Gabelli Value Plus+ Trust PLC Update on Proposals for the Future of the Company (0874Z)
September 15 2020 - 12:15PM
UK Regulatory
TIDMGVP
RNS Number : 0874Z
Gabelli Value Plus+ Trust PLC
15 September 2020
THIS ANNOUNCEMENT CONTAINS INSIDE INFORMATION FOR THE PURPOSES
OF ARTICLE 7 OF THE EU MARKET ABUSE REGULATION 596/2014.
15 September 2020
GABELLI VALUE PLUS(+) TRUST PLC ("the Company")
Legal Entity Identifier: 213800FZFN1SD1GNNZ11
Update on Proposals for the Future of the Company
At the Company's Annual General Meeting held on 30 July 2020
(the "AGM"), an ordinary resolution was put to shareholders in
connection with the continuation of the Company (the "Continuation
Resolution"). The Continuation Resolution required over 50% of all
votes cast to be in favour of continuation for it to be passed. The
Board of Directors of the Company (the "Board"), with one
abstention, recommended that shareholders vote against the
Continuation Resolution.
The number of shares in issue and eligible to vote at the
meeting was 98,282,193 ordinary shares of 1 penny each ("Ordinary
Shares"). The total number of votes cast (i.e. for, against and
withheld) on the Continuation Resolution was 91,612,481 Ordinary
Shares representing a 93.2% turnout. The result was as set out
below:
% (of % (of
votes votes
Votes cast excl. Votes cast excl. Votes
For withheld) Against withheld) Total Withheld
Resolution
12 (Continuation
Resolution) 31,429,010 34.31 60,183,317 65.59 91,612,327 154
----------- ------------ ----------- ------------ ----------- ----------
As announced on 30 July 2020, the Continuation Resolution was
not passed, and the Board is therefore required to put forward to
shareholders plans to wind-up, reorganise or reconstruct the
Company. As a result of the vote, following the AGM, and in
accordance with the terms of the investment management agreement,
the Company served 24 months' protective notice on Gabelli Funds,
LLC, the Company's discretionary investment manager (the
"Investment Manager").

### TASK BRIEF
Using the Gabelli Value Plus+ Trust announcement, explain why the Board must present shareholders with plans to wind up, reorganize, or reconstruct the Company.

### ENTRIES PROVIDED
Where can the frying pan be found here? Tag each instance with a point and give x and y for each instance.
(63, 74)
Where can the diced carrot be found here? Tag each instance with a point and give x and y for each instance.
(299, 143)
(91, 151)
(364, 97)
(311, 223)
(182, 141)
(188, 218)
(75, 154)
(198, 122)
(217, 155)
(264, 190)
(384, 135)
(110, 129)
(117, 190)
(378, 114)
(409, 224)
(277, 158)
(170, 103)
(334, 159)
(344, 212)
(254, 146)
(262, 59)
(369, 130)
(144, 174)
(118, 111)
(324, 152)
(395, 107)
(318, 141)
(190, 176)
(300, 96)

### WORKED ANSWER
The Board must present these plans because the Continuation Resolution failed at the AGM held on July 30, 2020. It needed more than 50% of votes cast in favor, but only 34.31% of votes (excluding those withheld) supported it, while 65.59% were against.